-------- Exercise passage
Duchess praises staff and volunteers at ‘really special’ hospice dedicated to caring for children

The Duchess of Cornwall has praised the work of staff and volunteers at a hospice dedicated to caring for children, saying: “I wish there were more of these hospices.”

Camilla visited Helen and Douglas House and heard how youngsters and their families were supported by the hospice during the pandemic.

Staff from the Oxford-based hospice, which the duchess supports as patron, were able to provide much-needed help remotely via video calls on issues such as medication when the nation was in lockdown.

In a short impromptu speech, the duchess told the invited families and staff: “I just wanted to thank all of you – all the staff and all the volunteers and all the parents and families, because I know how hard it is for them, but somehow this place has a way of sort of uplifting you.

“I know how well people are looked after, I know it cares and it encapsulates the whole family, it’s not just the child, it’s the parents who are looked after as well.”

Zoe and Jake Lynch, from Abingdon, Oxfordshire, told the duchess how after their 12-week-old son Toby was diagnosed with a rare neurometabolic disease, they came to the hospice for end-of-life care during the pandemic last May.

The couple spent five precious weeks with their son before he died and still receive help from the institution.

Camilla told the couple: “That’s what’s so wonderful about the Helen and Douglas, you get the aftercare, you’re not just left on your own, you’ve always got somebody to turn to – it’s a really special place.

“I wish there were more of these hospices, they are so important.”

Mrs Lynch told the duchess they were now fundraising for the hospice, saying: “It’s the one thing we can do to keep Toby’s legacy going on and in a way we’re still parenting him.”

Since 1982, Helen and Douglas House has been caring for local terminally ill children and their families from Oxfordshire and the surrounding counties, providing medical, emotional and practical support.
----------------
— The problem —
Please reproduce word for word the part of the hospice article that opens with the words containing "Camilla visited Helen" and closes with "was in lockdown.".
-------- Extracted entries
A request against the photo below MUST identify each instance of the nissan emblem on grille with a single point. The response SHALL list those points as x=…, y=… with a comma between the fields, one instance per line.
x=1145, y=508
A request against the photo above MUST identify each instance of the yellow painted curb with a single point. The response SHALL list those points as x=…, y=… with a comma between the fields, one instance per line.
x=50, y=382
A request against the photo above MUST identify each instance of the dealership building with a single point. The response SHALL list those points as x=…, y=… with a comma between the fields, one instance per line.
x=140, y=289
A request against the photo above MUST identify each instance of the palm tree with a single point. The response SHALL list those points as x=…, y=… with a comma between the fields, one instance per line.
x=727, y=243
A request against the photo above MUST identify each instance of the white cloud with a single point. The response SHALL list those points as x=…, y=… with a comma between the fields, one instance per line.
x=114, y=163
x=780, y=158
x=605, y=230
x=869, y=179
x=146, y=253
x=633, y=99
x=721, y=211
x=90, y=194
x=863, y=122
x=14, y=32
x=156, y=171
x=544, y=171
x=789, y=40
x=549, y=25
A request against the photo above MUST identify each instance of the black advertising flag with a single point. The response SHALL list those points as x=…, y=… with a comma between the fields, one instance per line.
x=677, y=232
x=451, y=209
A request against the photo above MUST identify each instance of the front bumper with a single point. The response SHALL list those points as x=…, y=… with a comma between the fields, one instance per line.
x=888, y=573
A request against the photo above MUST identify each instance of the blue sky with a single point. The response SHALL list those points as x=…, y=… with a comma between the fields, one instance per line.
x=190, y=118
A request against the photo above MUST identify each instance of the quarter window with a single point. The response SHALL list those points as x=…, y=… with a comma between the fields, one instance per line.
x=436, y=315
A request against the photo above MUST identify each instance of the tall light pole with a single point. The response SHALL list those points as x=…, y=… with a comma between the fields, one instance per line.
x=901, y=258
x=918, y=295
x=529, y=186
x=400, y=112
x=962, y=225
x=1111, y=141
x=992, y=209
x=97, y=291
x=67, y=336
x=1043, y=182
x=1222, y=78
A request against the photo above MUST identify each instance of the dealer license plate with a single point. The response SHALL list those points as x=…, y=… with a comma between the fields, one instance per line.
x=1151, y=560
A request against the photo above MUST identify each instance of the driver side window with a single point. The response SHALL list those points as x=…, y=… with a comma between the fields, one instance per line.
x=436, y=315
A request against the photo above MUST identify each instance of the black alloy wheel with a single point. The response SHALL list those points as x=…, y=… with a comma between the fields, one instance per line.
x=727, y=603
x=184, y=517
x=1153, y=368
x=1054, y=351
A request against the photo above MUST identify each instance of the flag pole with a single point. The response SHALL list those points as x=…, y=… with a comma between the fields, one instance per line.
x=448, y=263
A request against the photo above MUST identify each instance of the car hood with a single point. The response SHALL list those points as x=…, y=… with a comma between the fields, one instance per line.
----------------
— Exercise solution —
Camilla visited Helen and Douglas House and heard how youngsters and their families were supported by the hospice during the pandemic.

Staff from the Oxford-based hospice, which the duchess supports as patron, were able to provide much-needed help remotely via video calls on issues such as medication when the nation was in lockdown.